▶ **QUOTED TEXT**

----

This train of thought hinges on the idea that Zeke cannot change his main purpose but this may not necessarily be true. Scott also stated that a significant part of Zeke’s mind was built by Zeke himself (see panel 3 here: https://cad-comic.com/comic/identified/).
If he is capable of learning AND basically rewriting his own code, I feel it would also be realistic to assume that, ultimately, HE chooses his own purpose. After all, the Weebmaster installed that killswitch for a reason.

Stephen M Schaefer
Stephen M Schaefer
3 years ago
Reply to  GUNnibal

He totally could do that. And he could decide that his purpose is to Kill All Humans. The danger of Ethan’s logic is that he assumes Zeke would (could?) choose not to Kill All Humans. Even with humans, that’s a risky proposition, but it’s borne of the premise that, in assigning value to our own human life, we empathize with others and assign a similar value to theirs. Zeke’s experience is entirely alien to the human condition, so it’s more than a little naive to bank on empathy entering into the equation. A common bond of video games is an… Read more »

----

▶ **TASKS FOR THIS EXERCISE**
a – Extract the part of the comment thread about Zeke from "If he is capable" to "for a reason.".
b – List every name mentioned in the body text of the two comments in the comment thread about Zeke, leaving out the commenter and reply lines.
c – In the comment thread about Zeke, what did Scott state about Zeke's mind?
The data that comes next has no connection to the comment thread about Zeke.

▶ **DATASET EXCERPT**
----

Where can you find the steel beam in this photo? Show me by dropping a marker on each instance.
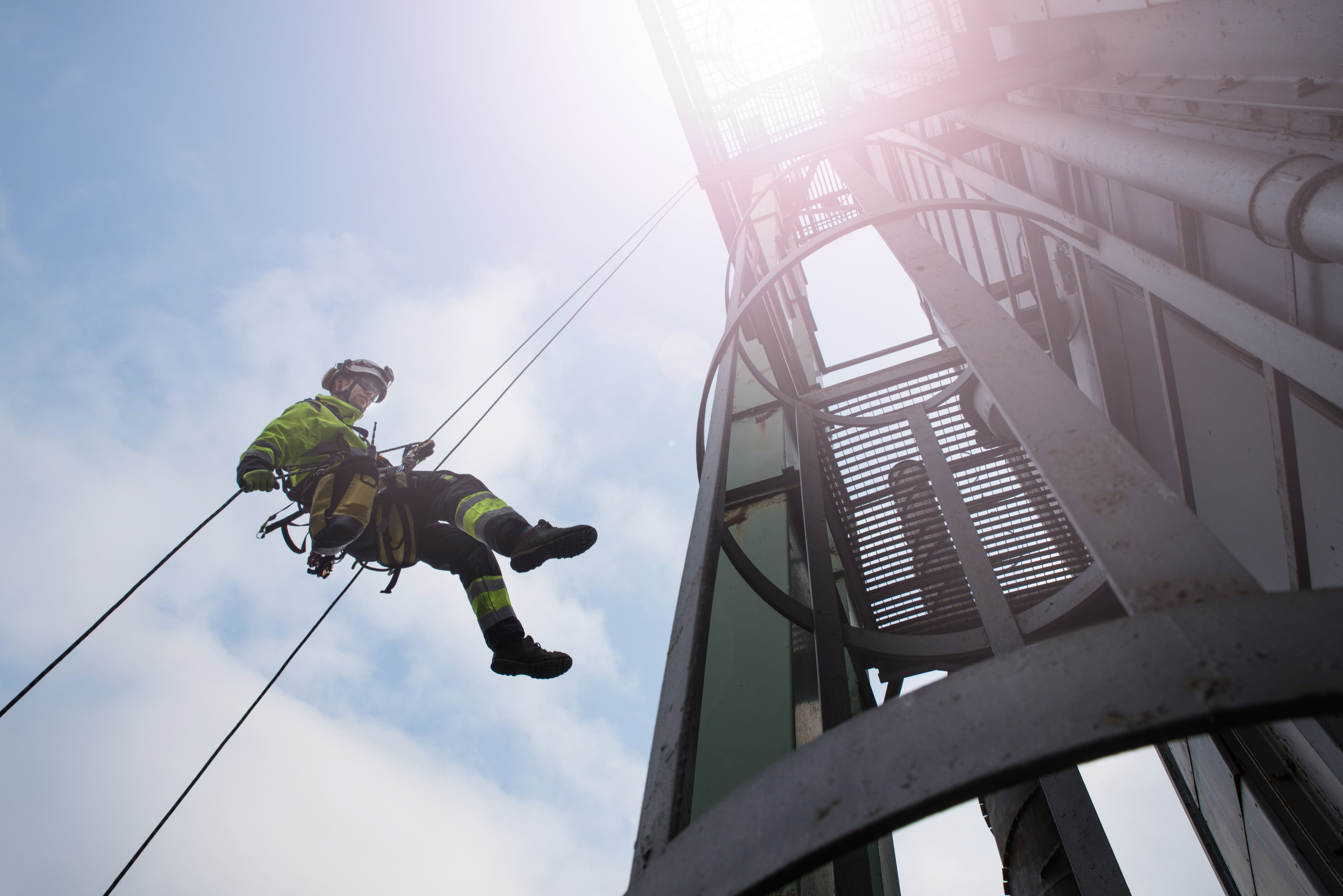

----

▶ **PROBLEM SOLUTIONS**
a –
If he is capable of learning AND basically rewriting his own code, I feel it would also be realistic to assume that, ultimately, HE chooses his own purpose. After all, the Weebmaster installed that killswitch for a reason.

b – Zeke, Scott, Weebmaster, Ethan

c – Scott stated that a significant part of Zeke's mind was built by Zeke himself.